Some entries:
======

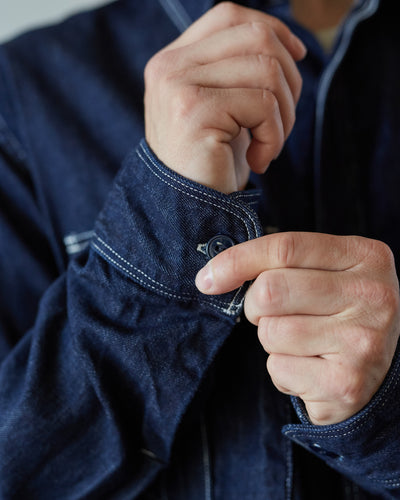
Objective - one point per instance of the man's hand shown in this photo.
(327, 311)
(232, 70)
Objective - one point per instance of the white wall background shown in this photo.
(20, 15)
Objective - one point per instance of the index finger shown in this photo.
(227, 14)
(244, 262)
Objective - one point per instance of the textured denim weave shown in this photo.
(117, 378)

======

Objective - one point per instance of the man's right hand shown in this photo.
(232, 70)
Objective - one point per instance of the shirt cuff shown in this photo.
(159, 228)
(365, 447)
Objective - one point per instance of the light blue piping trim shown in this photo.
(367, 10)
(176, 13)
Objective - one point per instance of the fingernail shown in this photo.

======

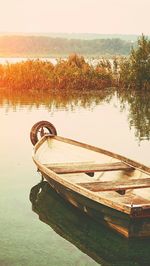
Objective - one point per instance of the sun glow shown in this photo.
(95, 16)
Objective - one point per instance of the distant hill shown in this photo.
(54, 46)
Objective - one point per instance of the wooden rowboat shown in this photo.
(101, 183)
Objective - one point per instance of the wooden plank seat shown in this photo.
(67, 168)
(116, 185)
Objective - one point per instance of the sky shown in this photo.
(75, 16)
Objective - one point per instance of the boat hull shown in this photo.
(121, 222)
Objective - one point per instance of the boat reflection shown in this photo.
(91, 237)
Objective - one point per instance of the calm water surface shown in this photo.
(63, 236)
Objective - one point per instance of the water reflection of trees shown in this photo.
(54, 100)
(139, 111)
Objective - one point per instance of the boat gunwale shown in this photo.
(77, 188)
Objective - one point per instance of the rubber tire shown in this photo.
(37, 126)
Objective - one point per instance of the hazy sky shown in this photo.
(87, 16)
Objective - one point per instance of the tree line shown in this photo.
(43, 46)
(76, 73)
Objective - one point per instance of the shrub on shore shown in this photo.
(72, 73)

======

DIRECTIVE: Please identify each line in the entries above that contains the word "reflection" and copy those lines out.

TASK OUTPUT:
Objective - one point per instance of the boat reflection shown in this photo.
Objective - one point per instance of the water reflection of trees shown in this photo.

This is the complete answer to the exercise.